#### [PROBLEMS]
a - In the polyshades thread, what material does the original poster plan to finish?
b - List every date that appears in the polyshades thread.

# polyshades?



## ringmuskie9 (Nov 19, 2014)

Anyone have any experience with this?

Is it worth buying or should I just stain as normal and then go over with a polyurethane as my clear coat/sealer? This is for pine T&G

Just wondering if I could save some time and money by buying this all in one. 

Thank you


----------



## Ron_J (Sep 22, 2014)

I've used it. It works pretty good, and I will use it again. I don't think you get as nice color as you do with regular stain, but it isn't bad.


----------



## CharlesNeil (Jun 26, 2007)

I hate the stuff ...


----------



## RandyReed (Jul 30, 2014)

Its a combo stain/poly to reduce steps in the finishing process. It can also be used over an existing polyurethane finish, similar to a toner.

If you have ever added a sealer to a dye stain.....that is exactly what this product will give you.

I also suggest applying a wood conditioner to the wood prior to using polyshades.


----------



## BigJim (Sep 2, 2008)

A block of data:
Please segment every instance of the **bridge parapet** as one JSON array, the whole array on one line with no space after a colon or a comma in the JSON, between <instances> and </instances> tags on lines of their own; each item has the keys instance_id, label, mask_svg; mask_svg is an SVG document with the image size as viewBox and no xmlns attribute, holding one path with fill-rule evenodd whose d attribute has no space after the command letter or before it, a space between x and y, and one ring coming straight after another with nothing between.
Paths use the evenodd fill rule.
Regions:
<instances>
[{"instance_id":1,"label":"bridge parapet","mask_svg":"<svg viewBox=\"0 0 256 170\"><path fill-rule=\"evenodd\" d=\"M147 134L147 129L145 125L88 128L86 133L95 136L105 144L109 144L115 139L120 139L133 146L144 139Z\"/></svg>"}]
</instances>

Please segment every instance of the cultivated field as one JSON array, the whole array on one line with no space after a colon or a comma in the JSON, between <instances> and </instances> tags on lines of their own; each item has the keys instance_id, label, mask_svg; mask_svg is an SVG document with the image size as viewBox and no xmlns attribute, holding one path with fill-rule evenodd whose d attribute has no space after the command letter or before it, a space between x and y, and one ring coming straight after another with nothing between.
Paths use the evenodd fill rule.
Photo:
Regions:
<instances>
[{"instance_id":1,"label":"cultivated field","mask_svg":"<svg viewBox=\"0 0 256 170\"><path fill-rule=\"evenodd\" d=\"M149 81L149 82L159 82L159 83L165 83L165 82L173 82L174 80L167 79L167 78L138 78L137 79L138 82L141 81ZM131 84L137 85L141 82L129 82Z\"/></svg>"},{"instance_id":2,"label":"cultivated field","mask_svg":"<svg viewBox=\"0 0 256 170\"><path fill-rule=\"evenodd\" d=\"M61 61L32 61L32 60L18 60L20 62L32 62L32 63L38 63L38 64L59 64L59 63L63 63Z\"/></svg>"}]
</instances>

#### [ANSWERS FOR THE TASKS]
a - Pine T&G.

b - Nov 19, 2014; Sep 22, 2014; Jun 26, 2007; Jul 30, 2014; Sep 2, 2008